(Work to be completed)
The answer is to be an exact copy of the lines below running from the line with "of the carved" down to the line with "the statue's long", both ends included, and nothing more.

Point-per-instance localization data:
···

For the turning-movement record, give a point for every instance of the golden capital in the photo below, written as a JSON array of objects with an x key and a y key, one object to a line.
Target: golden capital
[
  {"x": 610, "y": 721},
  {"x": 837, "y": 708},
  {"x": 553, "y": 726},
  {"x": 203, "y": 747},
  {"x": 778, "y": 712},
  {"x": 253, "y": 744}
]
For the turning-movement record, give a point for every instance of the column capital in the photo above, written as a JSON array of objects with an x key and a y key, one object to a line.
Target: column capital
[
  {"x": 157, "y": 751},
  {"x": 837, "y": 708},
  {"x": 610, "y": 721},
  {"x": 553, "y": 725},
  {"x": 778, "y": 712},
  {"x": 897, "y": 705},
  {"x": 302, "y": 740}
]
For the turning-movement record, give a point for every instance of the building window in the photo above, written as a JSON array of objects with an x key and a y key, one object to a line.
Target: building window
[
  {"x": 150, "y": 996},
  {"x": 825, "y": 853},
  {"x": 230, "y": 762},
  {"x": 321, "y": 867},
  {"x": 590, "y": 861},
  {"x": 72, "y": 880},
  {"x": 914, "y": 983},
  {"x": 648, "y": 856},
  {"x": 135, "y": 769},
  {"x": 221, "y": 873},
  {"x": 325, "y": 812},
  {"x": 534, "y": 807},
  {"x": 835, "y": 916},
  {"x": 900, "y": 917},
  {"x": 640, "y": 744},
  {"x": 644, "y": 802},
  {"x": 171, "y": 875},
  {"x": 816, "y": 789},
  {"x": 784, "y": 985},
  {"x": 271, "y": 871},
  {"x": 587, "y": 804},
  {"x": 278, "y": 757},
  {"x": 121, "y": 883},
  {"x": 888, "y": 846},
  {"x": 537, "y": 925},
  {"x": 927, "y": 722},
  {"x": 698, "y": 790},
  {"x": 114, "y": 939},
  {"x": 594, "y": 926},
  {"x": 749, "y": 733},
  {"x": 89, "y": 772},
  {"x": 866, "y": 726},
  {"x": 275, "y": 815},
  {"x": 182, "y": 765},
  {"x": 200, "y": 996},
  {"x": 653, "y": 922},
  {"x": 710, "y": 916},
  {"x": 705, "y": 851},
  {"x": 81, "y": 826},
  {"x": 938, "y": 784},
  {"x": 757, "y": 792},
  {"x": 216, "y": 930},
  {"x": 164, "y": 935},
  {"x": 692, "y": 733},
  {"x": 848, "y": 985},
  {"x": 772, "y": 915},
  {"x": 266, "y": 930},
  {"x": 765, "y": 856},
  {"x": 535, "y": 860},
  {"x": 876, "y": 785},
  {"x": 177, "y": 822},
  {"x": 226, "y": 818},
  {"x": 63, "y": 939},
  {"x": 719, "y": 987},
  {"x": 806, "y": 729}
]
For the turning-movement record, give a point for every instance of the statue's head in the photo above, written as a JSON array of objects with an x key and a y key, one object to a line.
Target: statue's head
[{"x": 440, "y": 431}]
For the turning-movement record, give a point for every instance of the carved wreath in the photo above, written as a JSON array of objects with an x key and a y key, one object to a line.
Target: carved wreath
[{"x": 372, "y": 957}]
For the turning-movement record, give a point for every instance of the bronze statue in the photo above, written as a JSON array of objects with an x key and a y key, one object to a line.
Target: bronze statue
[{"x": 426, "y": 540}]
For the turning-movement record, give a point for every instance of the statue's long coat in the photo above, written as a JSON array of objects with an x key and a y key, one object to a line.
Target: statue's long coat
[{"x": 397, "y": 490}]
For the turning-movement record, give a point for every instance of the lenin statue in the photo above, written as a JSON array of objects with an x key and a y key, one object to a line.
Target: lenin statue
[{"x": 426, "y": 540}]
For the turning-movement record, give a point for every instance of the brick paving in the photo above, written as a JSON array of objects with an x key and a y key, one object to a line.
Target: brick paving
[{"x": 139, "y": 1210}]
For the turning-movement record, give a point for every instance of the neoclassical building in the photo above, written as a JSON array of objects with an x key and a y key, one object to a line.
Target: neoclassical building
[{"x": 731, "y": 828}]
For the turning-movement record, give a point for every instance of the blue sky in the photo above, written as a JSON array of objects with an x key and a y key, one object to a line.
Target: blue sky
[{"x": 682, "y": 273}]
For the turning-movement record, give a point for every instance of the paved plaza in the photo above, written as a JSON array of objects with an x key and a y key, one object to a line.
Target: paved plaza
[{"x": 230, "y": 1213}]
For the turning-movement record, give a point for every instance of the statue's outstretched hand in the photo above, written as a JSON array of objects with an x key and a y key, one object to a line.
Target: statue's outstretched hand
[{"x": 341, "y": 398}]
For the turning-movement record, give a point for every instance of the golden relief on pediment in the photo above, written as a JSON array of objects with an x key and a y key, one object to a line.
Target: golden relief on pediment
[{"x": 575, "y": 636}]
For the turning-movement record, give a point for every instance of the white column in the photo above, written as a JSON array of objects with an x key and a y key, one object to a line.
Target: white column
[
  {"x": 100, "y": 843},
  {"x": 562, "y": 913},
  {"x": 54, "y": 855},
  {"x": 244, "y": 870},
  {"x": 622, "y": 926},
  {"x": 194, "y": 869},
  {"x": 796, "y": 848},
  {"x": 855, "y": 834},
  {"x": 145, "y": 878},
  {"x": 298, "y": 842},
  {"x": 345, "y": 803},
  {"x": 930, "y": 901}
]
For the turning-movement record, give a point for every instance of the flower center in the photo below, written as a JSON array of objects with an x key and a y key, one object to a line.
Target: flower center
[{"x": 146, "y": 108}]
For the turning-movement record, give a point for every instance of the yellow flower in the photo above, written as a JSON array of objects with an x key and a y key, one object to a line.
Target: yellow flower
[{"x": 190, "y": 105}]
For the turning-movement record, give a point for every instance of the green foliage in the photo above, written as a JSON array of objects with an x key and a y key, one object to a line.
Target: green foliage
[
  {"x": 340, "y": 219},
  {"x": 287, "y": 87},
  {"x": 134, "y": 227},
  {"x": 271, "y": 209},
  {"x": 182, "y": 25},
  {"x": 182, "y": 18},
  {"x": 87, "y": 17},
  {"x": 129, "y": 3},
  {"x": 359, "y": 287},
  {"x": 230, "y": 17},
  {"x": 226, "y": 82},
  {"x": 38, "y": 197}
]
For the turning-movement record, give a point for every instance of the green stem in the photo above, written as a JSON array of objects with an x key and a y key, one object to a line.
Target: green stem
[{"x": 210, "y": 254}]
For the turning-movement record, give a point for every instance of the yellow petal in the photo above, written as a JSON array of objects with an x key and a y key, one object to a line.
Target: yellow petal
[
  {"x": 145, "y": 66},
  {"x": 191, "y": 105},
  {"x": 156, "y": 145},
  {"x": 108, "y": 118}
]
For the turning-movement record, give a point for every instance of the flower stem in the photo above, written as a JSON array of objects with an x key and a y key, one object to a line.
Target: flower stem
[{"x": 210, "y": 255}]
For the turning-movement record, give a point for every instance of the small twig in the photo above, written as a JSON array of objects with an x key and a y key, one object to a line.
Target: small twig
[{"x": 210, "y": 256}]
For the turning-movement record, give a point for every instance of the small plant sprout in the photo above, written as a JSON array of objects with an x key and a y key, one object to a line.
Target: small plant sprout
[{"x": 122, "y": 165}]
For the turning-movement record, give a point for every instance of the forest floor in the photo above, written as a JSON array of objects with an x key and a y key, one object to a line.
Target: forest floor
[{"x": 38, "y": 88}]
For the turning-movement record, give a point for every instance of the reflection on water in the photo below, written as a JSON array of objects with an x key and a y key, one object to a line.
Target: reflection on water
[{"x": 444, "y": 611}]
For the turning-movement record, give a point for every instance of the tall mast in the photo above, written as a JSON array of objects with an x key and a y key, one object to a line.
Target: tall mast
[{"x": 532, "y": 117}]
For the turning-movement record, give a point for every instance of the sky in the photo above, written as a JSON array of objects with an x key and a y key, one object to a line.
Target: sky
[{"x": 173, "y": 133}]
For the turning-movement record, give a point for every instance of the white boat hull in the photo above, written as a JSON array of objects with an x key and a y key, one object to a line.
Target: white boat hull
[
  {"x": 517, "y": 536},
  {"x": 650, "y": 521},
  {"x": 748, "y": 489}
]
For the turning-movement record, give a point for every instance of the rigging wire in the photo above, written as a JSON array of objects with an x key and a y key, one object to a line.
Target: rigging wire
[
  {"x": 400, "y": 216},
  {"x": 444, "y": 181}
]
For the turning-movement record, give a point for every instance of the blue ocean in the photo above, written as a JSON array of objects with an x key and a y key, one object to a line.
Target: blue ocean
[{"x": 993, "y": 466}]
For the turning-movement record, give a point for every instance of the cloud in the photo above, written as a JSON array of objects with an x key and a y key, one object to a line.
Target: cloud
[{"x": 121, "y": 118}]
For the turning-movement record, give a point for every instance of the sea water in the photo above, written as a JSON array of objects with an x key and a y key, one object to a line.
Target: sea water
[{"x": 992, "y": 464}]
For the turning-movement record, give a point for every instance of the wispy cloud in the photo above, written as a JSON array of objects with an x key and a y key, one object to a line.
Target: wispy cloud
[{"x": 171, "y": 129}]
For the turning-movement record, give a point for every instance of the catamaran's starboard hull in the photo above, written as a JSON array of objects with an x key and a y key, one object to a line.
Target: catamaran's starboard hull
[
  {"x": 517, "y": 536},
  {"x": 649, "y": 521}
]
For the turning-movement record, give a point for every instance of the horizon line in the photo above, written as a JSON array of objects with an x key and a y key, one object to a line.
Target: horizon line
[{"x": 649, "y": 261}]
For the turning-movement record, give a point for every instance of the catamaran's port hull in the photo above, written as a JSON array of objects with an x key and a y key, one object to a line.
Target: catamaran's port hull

···

(Output for this task)
For the turning-movement record, give a point for every instance of the carved wreath in the photo above, written as a JSON array of objects with an x key and a y key, one object to a line.
Target: carved wreath
[{"x": 372, "y": 957}]
For the turning-movement record, give a point for every instance of the bronze statue in the photo above, written as a JSON array of objects with an x key and a y key, one object to a line.
Target: bronze statue
[{"x": 426, "y": 540}]
For the turning-movement record, give a point for every instance of the statue's long coat in the photo above, written as a JSON array of objects with an x key and a y key, one object to a line.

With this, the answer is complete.